> [Information given]
>>>

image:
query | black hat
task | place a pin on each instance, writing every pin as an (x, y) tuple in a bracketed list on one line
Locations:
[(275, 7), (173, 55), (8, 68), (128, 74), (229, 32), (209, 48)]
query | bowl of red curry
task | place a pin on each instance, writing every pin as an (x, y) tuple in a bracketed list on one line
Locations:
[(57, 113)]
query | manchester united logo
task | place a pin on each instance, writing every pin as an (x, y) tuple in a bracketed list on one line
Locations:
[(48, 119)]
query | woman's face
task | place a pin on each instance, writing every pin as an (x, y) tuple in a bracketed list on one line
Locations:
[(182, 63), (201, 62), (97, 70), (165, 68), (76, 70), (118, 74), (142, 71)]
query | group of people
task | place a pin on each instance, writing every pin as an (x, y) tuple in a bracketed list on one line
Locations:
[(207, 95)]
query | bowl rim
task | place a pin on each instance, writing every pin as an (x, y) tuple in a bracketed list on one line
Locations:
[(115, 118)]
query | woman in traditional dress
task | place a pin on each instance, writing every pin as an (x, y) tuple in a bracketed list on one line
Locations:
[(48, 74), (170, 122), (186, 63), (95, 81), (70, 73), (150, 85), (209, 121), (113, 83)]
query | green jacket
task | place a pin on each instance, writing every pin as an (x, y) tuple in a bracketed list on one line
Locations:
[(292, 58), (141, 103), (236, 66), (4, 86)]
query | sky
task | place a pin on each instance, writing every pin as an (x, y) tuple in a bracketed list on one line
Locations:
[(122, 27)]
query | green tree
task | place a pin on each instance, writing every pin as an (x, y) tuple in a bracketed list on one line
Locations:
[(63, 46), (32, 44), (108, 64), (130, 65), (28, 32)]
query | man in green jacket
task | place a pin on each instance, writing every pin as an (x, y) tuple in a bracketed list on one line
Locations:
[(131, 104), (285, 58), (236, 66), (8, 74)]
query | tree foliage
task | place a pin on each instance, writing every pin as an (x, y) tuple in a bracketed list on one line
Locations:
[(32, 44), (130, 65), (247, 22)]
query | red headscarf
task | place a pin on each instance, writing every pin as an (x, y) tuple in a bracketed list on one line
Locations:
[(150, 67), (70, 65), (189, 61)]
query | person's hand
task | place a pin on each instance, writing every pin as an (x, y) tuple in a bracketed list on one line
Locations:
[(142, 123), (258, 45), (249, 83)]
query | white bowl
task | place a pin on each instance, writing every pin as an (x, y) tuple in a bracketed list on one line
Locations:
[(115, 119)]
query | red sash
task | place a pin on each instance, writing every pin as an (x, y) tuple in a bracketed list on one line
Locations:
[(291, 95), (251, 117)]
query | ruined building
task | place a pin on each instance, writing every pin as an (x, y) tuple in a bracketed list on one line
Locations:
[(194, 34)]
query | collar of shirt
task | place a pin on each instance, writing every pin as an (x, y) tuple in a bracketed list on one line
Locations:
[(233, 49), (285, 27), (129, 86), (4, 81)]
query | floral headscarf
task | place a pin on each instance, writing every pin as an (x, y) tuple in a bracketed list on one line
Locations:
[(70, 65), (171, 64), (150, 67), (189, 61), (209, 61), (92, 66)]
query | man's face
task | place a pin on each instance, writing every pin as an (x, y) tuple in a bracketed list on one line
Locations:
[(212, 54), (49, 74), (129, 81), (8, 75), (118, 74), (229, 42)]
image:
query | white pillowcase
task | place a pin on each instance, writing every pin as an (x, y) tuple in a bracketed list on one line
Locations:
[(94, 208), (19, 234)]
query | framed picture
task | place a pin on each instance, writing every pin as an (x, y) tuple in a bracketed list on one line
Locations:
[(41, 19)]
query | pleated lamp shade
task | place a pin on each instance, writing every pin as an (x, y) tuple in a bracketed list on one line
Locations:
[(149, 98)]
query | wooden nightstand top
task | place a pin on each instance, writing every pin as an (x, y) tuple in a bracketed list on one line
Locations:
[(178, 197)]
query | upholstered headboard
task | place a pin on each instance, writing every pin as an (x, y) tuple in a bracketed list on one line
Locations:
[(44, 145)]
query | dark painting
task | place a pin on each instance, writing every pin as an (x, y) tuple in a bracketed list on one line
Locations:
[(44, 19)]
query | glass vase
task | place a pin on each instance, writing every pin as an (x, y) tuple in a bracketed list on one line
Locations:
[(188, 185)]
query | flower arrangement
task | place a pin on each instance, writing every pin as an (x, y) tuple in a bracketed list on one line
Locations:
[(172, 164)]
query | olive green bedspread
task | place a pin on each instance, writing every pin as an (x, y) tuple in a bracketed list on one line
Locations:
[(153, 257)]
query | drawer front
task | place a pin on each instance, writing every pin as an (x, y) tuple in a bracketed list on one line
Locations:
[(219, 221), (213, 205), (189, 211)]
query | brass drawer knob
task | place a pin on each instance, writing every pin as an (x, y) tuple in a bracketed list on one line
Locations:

<<<

> [What you are asked to do] Swap every occurrence of "Locations" in the data above for "Coordinates", keeping all other text as it is.

> [Solution to the exercise]
image:
query | black hat
task | place a pin on each instance, writing every pin as an (x, y) tuple in a bracketed list on one line
Coordinates:
[(275, 7), (173, 55), (8, 68), (128, 74), (229, 32), (209, 48)]
query | bowl of red curry
task | place a pin on each instance, writing every pin as an (x, y) tuple in a bracketed list on one line
Coordinates:
[(57, 113)]
query | manchester united logo
task | place a pin on each instance, writing every pin as an (x, y) tuple in a bracketed list on one line
Coordinates:
[(48, 119)]
query | woman's face
task | place a pin on each instance, writing every pin as an (x, y) tuple in a bracketed list on one line
Coordinates:
[(182, 63), (201, 62), (97, 70), (165, 68), (76, 70), (118, 74), (142, 71)]
query | group of people
task | place a pin on each instance, writing every pin as an (x, y) tuple in a bracketed list on one line
Coordinates:
[(207, 95)]
query | bowl rim
task | place a pin on each instance, writing every pin as an (x, y) tuple in a bracketed list on one line
Coordinates:
[(115, 118)]
query | woman in traditional dress
task | place a pin on each instance, writing every pin as an (x, y) tuple in a bracketed list on one line
Coordinates:
[(48, 74), (170, 122), (186, 63), (95, 81), (70, 73), (150, 85), (209, 121), (113, 83)]
query | green jacket
task | place a pin on each instance, writing every pin as an (x, y) tuple in a bracketed list on one line
Coordinates:
[(292, 58), (141, 103), (236, 66), (4, 86)]
query | sky
task | place a pin on each instance, writing every pin as an (x, y) tuple in a bracketed list on one line
Coordinates:
[(122, 27)]
query | green tree
task | place a pin on each instance, writing every pin as an (x, y) tuple in a bracketed list on one line
Coordinates:
[(63, 46), (32, 44), (108, 64), (130, 65), (28, 32)]
query | man in green jacket
task | place a pin on each instance, writing every pin as an (x, y) tuple in a bracketed list on one line
Coordinates:
[(131, 104), (285, 58), (236, 66), (8, 74)]
query | tree foliage
task | place a pin on each instance, writing every pin as an (x, y) tuple in a bracketed list on one line
Coordinates:
[(32, 44), (130, 65), (247, 22)]
query | red headscarf
task | place a pin on each instance, writing every pin as an (x, y) tuple in a bracketed list on one line
Coordinates:
[(150, 67), (70, 65), (189, 61)]
query | person's hand
task | place a pin on each instance, writing every pin as an (x, y) tuple in a bracketed list on one line
Coordinates:
[(142, 123), (258, 45), (249, 83)]
query | white bowl
task | place a pin on each instance, writing every pin as an (x, y) tuple in a bracketed list on one line
Coordinates:
[(115, 119)]
query | red sash
task | place a pin on each instance, writing every pin as an (x, y) tuple in a bracketed list on one line
Coordinates:
[(291, 95), (251, 117)]
query | ruined building
task | place a pin on each instance, writing every pin as an (x, y) tuple in a bracketed list on one line
Coordinates:
[(194, 34)]
query | collar of shirt
task | place a pin on each instance, writing every pin as an (x, y) tuple in a bracketed list on one line
Coordinates:
[(233, 49), (285, 27), (129, 86), (4, 81)]
query | floral headscarf
task | place a pin on each instance, writing every pin as an (x, y) tuple in a bracketed list on one line
Coordinates:
[(70, 65), (171, 64), (150, 67), (189, 61), (209, 61), (92, 66)]
query | man's face
task | place a pin on each instance, writing every pin as an (x, y) tuple in a bracketed list on one line
Coordinates:
[(212, 54), (49, 74), (129, 81), (8, 75), (118, 74), (229, 42)]
image:
query | white pillowcase
task | place a pin on each instance, writing every pin as an (x, y) tuple in a bracketed list on one line
Coordinates:
[(94, 208), (19, 234)]
query | framed picture
task | place a pin on each instance, writing every pin as an (x, y) tuple in a bracketed list on one line
Coordinates:
[(41, 19)]
query | pleated lamp shade
task | place a pin on each instance, writing every pin as an (x, y) tuple in a bracketed list on one line
Coordinates:
[(149, 98)]
query | wooden nightstand top
task | place a pin on each instance, writing every pin as an (x, y) tuple in a bracketed list on one line
Coordinates:
[(178, 197)]
query | upholstered headboard
task | place a pin on each instance, writing every pin as an (x, y) tuple in a bracketed list on one line
Coordinates:
[(44, 145)]
query | dark painting
task | place a pin on each instance, writing every pin as an (x, y) tuple in a bracketed list on one line
Coordinates:
[(44, 19)]
query | glass vase
task | place a pin on each instance, writing every pin as an (x, y) tuple in a bracketed list on one line
Coordinates:
[(188, 185)]
query | flower arrangement
task | place a pin on each instance, writing every pin as an (x, y) tuple in a bracketed list on one line
Coordinates:
[(172, 164)]
query | olive green bedspread
task | place a pin on each instance, writing every pin as an (x, y) tuple in a bracketed list on one line
Coordinates:
[(153, 257)]
query | drawer front
task | place a pin on each instance, writing every pin as an (x, y) tuple in a bracketed list on one line
Coordinates:
[(219, 221), (213, 205), (189, 211)]
query | brass drawer knob
task | place a pin on each instance, writing every pin as an (x, y) tuple in a bracketed list on one line
Coordinates:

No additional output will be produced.